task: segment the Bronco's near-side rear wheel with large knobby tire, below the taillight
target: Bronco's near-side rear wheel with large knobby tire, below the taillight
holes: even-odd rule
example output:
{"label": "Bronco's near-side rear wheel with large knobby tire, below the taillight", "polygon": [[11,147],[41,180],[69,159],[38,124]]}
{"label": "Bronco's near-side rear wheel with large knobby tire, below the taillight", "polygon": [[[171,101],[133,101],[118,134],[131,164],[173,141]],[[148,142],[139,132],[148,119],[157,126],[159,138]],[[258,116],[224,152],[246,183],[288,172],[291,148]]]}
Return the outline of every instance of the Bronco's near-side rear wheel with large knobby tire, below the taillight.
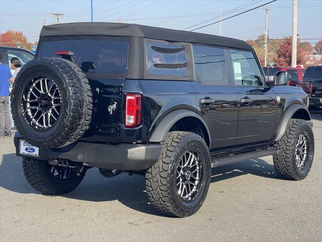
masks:
{"label": "Bronco's near-side rear wheel with large knobby tire, below the taillight", "polygon": [[148,199],[159,212],[187,217],[203,204],[210,183],[209,149],[190,132],[169,132],[158,161],[145,174]]}

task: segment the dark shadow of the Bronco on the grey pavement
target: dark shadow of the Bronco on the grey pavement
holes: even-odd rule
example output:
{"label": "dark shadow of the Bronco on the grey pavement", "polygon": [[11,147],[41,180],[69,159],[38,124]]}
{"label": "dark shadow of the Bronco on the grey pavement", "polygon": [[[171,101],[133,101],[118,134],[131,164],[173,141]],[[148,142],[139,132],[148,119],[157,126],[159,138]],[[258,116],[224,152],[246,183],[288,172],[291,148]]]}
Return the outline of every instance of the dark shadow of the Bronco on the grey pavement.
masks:
{"label": "dark shadow of the Bronco on the grey pavement", "polygon": [[[243,174],[277,178],[273,165],[256,159],[212,169],[211,182]],[[21,158],[15,154],[3,155],[0,165],[0,187],[16,193],[40,194],[27,183],[22,170]],[[129,176],[127,173],[121,173],[112,178],[105,178],[100,175],[98,169],[89,169],[81,185],[74,191],[61,196],[91,202],[117,200],[136,211],[162,216],[148,205],[144,177],[138,175]]]}

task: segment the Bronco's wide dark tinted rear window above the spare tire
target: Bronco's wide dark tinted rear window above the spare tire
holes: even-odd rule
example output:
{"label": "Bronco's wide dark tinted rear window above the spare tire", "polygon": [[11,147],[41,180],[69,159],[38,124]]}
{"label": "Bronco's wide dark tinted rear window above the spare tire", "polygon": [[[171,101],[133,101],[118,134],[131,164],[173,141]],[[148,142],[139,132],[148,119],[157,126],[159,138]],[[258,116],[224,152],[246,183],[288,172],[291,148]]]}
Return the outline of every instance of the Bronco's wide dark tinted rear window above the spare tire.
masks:
{"label": "Bronco's wide dark tinted rear window above the spare tire", "polygon": [[69,50],[74,63],[85,73],[125,73],[128,43],[109,40],[57,40],[42,42],[37,57],[56,56],[57,50]]}

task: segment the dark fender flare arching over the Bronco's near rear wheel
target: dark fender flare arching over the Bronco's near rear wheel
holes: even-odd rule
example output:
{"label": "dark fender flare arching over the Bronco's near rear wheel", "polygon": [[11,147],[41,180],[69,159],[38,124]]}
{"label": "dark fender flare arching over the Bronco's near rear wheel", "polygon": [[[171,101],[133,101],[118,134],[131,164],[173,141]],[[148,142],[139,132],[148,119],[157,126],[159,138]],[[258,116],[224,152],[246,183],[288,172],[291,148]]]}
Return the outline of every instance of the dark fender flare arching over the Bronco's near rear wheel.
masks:
{"label": "dark fender flare arching over the Bronco's near rear wheel", "polygon": [[208,137],[209,137],[209,147],[211,147],[211,136],[208,126],[205,120],[198,114],[191,110],[181,109],[175,110],[167,114],[161,122],[157,125],[155,130],[153,131],[149,142],[161,142],[164,141],[166,138],[167,133],[170,131],[171,127],[180,119],[184,117],[195,117],[198,118],[202,124],[204,125],[205,129],[207,130]]}

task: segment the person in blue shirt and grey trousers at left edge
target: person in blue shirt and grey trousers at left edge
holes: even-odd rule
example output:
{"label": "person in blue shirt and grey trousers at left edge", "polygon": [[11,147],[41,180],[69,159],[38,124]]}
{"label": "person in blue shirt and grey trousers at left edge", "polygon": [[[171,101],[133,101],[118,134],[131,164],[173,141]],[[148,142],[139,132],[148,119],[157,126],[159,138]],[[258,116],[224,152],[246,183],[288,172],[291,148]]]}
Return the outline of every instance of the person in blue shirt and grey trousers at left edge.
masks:
{"label": "person in blue shirt and grey trousers at left edge", "polygon": [[0,52],[0,137],[11,136],[9,115],[9,82],[13,81],[9,67],[2,64]]}

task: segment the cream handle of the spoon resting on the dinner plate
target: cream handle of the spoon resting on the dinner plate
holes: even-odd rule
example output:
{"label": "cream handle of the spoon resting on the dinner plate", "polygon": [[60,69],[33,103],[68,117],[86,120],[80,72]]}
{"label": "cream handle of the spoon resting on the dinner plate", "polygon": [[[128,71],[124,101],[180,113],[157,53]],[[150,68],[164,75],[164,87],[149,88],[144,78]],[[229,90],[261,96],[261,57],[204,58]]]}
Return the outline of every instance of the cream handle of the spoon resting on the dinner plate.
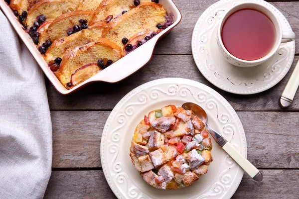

====

• AIM OF THE EXERCISE: Transcribe, exactly and without additions, the lines of the records above, beginning with the line that contains "target: dark fender" and ending with the line that contains "Return the outline of every instance of the dark fender", both included.

• RESULT:
target: dark fender flare arching over the Bronco's near rear wheel
holes: even-odd rule
example output:
{"label": "dark fender flare arching over the Bronco's near rear wheel", "polygon": [[11,147],[41,180],[69,159],[38,124]]}
{"label": "dark fender flare arching over the Bronco's near rear wheel", "polygon": [[[171,101],[133,101],[118,134],[131,164],[173,141]],[[148,142],[139,132],[148,119],[157,126],[159,138]],[[258,116],[224,152],[246,183],[288,172],[291,148]]]}
Return the outline of every instance of the dark fender flare arching over the Bronco's near rear wheel.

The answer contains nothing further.